Text excerpt:
=== Section Start ===

🛡️ 1. More Prescriptive, Mandatory Security Controls
Elimination of “Addressable” vs “Required” Flexibility
- Many controls that were previously addressable (meaning organizations could decide whether they were reasonable and implement or document reasons for not implementing) would become mandated for all entities.
- This means less optional flexibility and more baseline minimum cybersecurity requirements across all covered entities and business associates.
🔐 2. Mandatory Technical Safeguards
Multi-Factor Authentication (MFA)
- MFA required wherever electronic protected health information (ePHI) is accessed, not just recommended. Its not ‘addressable’ anymore
- This eliminates rationale like “our vendor doesn’t support MFA.”
Stronger Encryption Standards
- Encryption must protect ePHI both at rest and in transit using industry standard and accepted strong cryptographic methods.
- Organizations must prove deployment — not just policies claiming encryption exists.
🧰 3. Expanded Risk Assessment and Asset Management
Asset Inventories & Network Mapping
- Covered entities and business associates will need to maintain detailed, up-to-date inventories of technology assets and network maps showing where ePHI flows, including cloud, SaaS, and medical devices connected to systems.
- This helps identify all systems affecting ePHI and apply needed protections.
Risk Analysis & Documentation
- More rigorous written risk assessments are required, including identification of threats, vulnerabilities, and likelihood/impact determinations.
- Risk assessment documentation must be updated regularly and reflect real security posture.
🔍 4. Increased Testing & Validation Requirements
Regular Scanning and Testing
- Vulnerability scanning (at least twice yearly) and annual penetration testing would become requirements.
- This aligns HIPAA with modern cybersecurity practices that emphasize proactive vulnerability discovery and remediation.
🚑 5. Contingency Planning and Recovery Expectations
Restoration Capability Within 72 Hours
- Proposed updates highlight the need for demonstrable disaster recovery capability, including the ability to restore critical systems within 72 hours after an incident such as ransomware.
- This goes beyond written plans to measurable performance requirements.
📘 6. Enhanced Documentation & Accountability
- Entities must maintain comprehensive written policies, procedures, plans, and records proving actual implementation of security measures.
- This documentation must be audit-ready, reflecting real practice — not just policy statements.
🤝 7. Expanded Business Associate Responsibilities
- Business associates will be subject to greater accountability, including stronger safeguards, reporting expectations, and possible certification or attestation requirements to covered entities.
- This helps close gaps where third-party vendors have historically been a source of breaches.
🧠 8. Alignment with Modern and Industry Standard Cybersecurity Practices
- The proposed rule aims to more closely align HIPAA requirements with current cybersecurity frameworks and best practices (e.g., risk-based security, NIST standards).
- This helps move HIPAA away from outdated checklist compliance toward resilient cybersecurity operations.

=== Section End ===

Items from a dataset
=== Section Start ===

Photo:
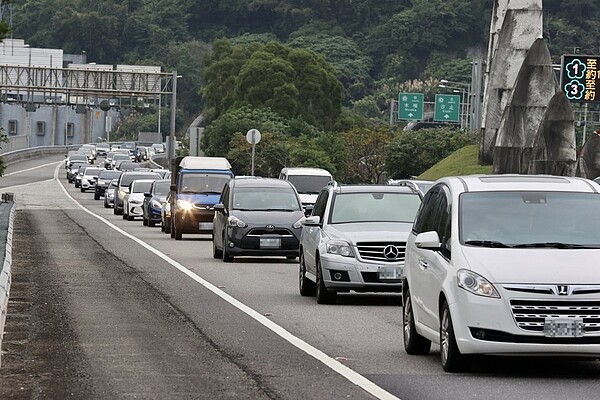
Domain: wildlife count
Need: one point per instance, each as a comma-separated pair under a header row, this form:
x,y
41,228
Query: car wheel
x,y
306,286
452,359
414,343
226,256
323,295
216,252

=== Section End ===
=== Section Start ===

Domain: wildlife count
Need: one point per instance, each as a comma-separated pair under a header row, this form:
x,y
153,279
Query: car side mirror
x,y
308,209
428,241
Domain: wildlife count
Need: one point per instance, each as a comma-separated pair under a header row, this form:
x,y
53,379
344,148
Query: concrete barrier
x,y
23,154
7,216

=== Section End ===

Study questions:
(1) Please write out the passage of the HIPAA summary starting at "- This means" and ending at "claiming encryption exists.".
(2) According to the HIPAA summary, why would business associates be held to greater accountability?

Answers to the tasks:
(1)
- This means less optional flexibility and more baseline minimum cybersecurity requirements across all covered entities and business associates.
🔐 2. Mandatory Technical Safeguards
Multi-Factor Authentication (MFA)
- MFA required wherever electronic protected health information (ePHI) is accessed, not just recommended. Its not ‘addressable’ anymore
- This eliminates rationale like “our vendor doesn’t support MFA.”
Stronger Encryption Standards
- Encryption must protect ePHI both at rest and in transit using industry standard and accepted strong cryptographic methods.
- Organizations must prove deployment — not just policies claiming encryption exists.

(2) Third-party vendors have historically been a source of breaches. Stronger safeguards, reporting expectations, and possible certification or attestation requirements for business associates help close those gaps.